**SUPPLIED MATERIAL**
***

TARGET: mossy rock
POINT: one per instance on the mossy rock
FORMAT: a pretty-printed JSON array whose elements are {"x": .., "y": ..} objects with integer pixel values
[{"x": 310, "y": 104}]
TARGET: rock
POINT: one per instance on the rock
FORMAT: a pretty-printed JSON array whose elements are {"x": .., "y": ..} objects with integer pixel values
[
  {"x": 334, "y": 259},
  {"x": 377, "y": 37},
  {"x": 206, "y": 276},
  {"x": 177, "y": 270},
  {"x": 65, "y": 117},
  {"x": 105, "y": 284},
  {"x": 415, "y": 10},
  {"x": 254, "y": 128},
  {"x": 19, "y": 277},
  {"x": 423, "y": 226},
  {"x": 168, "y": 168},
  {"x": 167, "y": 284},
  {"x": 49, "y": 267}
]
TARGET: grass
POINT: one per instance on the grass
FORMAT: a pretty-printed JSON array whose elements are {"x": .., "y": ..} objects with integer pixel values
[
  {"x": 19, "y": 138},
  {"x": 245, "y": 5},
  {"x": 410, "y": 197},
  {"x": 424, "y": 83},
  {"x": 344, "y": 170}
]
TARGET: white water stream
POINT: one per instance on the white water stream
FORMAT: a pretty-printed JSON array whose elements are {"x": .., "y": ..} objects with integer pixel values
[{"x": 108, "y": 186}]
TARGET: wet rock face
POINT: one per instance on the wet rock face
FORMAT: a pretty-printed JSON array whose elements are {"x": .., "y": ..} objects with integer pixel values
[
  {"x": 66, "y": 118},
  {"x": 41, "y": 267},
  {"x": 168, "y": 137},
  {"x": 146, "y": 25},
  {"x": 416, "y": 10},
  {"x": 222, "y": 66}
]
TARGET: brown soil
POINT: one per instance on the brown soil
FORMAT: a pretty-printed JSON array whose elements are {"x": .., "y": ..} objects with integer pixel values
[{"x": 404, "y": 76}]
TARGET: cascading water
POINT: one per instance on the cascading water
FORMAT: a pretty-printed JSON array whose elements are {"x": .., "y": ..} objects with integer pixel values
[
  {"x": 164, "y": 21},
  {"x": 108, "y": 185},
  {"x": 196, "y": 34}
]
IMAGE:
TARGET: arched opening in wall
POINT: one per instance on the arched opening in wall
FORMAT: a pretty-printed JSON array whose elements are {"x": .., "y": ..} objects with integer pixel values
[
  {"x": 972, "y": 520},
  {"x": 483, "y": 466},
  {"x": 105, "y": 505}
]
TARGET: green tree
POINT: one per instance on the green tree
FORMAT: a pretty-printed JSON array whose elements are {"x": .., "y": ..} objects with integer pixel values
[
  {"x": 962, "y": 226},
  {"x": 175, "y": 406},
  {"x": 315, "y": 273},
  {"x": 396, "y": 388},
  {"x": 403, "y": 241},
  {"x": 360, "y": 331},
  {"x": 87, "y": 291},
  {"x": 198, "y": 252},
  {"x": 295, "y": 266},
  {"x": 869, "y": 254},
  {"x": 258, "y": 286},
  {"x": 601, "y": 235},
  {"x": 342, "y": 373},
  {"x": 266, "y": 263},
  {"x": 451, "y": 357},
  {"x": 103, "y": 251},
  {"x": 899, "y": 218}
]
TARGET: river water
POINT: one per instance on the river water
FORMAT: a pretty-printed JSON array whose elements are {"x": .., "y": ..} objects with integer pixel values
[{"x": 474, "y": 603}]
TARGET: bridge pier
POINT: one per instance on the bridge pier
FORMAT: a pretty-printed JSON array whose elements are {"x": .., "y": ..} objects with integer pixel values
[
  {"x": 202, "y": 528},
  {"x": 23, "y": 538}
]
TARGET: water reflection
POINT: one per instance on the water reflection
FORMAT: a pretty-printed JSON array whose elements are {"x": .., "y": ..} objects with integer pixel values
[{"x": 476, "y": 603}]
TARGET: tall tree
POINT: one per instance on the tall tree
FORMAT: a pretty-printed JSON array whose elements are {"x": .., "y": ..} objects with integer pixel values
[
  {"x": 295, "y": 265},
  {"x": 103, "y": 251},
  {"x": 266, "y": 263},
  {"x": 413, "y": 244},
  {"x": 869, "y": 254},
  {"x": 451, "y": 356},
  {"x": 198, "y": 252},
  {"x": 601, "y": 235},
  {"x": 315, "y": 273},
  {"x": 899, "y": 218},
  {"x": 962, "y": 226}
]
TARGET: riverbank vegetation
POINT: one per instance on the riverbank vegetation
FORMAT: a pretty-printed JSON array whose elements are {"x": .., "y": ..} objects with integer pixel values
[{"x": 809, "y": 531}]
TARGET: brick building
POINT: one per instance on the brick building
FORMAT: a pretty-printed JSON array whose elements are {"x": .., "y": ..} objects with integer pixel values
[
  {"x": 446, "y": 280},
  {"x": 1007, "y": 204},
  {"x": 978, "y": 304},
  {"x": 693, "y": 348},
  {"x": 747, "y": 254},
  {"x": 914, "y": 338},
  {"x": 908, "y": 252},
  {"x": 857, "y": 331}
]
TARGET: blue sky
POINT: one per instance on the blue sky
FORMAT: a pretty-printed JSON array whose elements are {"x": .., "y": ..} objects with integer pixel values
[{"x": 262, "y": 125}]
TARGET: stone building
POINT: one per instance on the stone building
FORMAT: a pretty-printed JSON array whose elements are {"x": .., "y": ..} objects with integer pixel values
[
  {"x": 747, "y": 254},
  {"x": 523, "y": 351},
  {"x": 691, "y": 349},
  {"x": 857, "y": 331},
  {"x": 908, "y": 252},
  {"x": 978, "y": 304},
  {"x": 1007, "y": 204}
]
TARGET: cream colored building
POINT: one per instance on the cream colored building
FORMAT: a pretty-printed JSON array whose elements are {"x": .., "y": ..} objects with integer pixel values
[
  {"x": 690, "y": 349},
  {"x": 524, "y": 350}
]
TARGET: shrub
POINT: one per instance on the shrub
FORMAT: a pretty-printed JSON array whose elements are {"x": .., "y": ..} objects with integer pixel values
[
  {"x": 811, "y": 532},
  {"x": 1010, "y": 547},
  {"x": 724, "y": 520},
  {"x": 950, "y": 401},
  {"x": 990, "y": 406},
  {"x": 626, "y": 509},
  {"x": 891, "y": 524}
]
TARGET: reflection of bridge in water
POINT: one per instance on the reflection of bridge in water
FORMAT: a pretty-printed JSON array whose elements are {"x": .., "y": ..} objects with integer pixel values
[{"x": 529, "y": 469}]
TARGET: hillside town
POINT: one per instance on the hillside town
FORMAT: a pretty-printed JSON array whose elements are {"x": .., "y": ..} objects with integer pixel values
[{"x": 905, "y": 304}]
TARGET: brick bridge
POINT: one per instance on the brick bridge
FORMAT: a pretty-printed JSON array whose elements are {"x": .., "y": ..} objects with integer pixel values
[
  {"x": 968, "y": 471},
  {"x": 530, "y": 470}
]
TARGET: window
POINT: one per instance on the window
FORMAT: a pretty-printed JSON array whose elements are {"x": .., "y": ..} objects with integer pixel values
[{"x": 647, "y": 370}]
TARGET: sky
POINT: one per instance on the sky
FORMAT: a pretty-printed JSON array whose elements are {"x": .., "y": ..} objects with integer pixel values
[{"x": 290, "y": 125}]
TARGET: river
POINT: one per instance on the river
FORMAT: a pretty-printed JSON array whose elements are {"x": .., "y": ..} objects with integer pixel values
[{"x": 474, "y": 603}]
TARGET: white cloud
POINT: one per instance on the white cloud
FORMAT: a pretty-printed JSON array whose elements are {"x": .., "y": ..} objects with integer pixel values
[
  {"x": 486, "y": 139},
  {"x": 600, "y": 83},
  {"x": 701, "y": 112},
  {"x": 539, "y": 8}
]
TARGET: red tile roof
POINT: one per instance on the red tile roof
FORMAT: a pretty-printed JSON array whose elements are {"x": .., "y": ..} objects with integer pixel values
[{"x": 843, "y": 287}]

***

Nothing but a number is wanted: report how many lines in the entries above contain the string "colored".

**SOLUTION TO THIS EXERCISE**
2